→ DO THIS
Select every line in the records below that contains the string "knitted", and copy each one. Case counts.

(Stored records from a collection)
┌──
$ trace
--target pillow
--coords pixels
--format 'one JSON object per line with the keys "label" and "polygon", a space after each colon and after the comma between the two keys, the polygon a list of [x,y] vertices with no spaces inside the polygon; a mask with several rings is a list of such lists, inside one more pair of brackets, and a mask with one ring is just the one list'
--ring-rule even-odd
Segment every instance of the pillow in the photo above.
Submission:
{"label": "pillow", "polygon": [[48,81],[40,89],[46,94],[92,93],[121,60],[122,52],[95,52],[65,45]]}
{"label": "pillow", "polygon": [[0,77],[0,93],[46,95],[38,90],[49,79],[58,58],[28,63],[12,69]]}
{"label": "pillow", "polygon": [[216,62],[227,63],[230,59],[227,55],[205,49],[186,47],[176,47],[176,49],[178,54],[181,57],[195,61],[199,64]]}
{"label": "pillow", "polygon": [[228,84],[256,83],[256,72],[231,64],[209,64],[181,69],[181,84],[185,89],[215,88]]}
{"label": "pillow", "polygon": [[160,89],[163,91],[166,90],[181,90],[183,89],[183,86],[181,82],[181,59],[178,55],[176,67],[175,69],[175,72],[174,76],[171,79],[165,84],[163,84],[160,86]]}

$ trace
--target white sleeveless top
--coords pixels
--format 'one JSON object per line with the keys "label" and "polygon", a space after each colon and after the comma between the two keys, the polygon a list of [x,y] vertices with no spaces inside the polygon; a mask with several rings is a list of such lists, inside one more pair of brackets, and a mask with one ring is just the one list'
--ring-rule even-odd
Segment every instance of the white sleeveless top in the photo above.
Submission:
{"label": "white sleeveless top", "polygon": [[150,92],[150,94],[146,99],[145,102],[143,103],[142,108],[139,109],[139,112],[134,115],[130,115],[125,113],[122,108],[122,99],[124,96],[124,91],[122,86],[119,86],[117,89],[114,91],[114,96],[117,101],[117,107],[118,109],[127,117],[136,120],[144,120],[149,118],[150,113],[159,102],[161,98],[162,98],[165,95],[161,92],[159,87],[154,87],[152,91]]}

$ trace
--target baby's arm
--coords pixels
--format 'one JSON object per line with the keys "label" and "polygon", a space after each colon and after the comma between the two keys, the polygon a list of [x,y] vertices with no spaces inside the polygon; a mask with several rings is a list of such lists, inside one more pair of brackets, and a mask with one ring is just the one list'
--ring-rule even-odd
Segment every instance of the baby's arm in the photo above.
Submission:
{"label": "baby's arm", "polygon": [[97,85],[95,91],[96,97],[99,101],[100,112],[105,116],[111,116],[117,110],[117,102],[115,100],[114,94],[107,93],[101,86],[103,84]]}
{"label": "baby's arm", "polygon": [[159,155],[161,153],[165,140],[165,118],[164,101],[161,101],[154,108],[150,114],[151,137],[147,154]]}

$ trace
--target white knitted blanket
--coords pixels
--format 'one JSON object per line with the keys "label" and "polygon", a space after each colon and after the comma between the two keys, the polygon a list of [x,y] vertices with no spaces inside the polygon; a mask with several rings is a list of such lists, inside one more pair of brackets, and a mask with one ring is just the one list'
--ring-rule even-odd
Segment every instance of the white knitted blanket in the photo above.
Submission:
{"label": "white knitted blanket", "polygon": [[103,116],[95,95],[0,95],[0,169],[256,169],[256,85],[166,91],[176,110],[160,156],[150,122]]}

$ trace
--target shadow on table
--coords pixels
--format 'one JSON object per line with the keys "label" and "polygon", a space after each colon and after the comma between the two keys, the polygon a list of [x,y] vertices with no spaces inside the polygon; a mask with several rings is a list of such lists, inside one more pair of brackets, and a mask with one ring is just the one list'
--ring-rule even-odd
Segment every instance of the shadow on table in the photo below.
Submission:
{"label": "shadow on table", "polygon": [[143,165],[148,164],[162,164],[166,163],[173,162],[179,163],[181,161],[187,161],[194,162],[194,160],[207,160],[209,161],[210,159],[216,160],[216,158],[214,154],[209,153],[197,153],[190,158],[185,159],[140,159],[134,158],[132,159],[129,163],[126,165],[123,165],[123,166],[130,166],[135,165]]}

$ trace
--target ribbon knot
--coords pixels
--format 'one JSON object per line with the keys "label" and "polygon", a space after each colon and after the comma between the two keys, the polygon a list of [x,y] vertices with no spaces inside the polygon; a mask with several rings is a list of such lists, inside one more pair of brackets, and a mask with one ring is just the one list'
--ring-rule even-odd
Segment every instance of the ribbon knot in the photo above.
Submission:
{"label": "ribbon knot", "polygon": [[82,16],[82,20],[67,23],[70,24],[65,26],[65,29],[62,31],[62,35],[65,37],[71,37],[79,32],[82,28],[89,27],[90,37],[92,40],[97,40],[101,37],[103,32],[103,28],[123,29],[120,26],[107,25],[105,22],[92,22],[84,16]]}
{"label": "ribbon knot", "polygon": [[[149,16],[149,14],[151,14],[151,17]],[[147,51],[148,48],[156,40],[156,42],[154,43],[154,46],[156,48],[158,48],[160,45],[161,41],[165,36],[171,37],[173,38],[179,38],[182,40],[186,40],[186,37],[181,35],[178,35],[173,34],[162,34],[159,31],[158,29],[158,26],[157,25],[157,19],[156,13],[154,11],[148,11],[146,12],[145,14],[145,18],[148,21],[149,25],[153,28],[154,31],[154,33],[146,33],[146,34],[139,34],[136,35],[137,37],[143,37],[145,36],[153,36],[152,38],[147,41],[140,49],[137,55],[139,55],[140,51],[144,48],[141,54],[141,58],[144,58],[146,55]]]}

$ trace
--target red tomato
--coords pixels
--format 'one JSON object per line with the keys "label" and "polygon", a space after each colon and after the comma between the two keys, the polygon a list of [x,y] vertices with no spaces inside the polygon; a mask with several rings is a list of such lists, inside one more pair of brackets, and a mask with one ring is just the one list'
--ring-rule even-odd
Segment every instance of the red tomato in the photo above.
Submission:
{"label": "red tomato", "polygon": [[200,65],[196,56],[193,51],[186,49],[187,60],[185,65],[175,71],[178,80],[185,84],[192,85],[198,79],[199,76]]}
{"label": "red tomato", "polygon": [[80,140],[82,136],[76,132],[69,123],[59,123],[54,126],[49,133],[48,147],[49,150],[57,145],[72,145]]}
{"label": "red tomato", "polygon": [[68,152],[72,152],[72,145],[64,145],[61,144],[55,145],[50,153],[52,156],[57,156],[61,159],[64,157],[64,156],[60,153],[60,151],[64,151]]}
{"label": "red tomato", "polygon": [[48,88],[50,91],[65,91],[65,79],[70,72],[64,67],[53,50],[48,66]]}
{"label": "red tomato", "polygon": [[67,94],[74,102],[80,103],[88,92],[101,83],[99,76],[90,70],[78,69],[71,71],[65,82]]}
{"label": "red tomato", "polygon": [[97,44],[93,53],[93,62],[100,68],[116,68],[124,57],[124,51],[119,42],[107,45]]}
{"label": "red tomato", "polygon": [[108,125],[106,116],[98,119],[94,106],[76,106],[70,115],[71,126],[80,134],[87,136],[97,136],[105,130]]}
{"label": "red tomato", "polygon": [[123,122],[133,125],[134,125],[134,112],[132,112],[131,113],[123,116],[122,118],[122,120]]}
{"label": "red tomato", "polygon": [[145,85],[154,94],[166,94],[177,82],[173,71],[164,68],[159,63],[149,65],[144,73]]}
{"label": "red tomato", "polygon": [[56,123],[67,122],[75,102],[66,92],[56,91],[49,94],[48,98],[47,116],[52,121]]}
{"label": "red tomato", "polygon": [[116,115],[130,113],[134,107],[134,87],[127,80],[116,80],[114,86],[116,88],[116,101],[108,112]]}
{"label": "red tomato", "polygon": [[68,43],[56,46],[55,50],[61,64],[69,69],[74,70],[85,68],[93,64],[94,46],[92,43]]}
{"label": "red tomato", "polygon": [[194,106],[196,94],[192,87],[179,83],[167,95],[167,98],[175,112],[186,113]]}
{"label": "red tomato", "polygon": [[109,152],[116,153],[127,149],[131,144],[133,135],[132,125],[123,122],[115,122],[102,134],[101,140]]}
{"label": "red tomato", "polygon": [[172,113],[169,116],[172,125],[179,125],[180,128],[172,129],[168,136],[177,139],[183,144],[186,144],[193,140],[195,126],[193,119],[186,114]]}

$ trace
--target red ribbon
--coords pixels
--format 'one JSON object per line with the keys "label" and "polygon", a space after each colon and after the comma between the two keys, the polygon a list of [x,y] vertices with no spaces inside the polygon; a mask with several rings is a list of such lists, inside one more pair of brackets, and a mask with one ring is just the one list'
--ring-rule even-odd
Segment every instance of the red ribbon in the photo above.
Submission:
└──
→ RESPONSE TO THE TASK
--target white knitted blanket
Segment every instance of the white knitted blanket in the photo above.
{"label": "white knitted blanket", "polygon": [[103,116],[95,95],[0,95],[0,169],[256,169],[256,85],[166,91],[176,110],[160,156],[150,122]]}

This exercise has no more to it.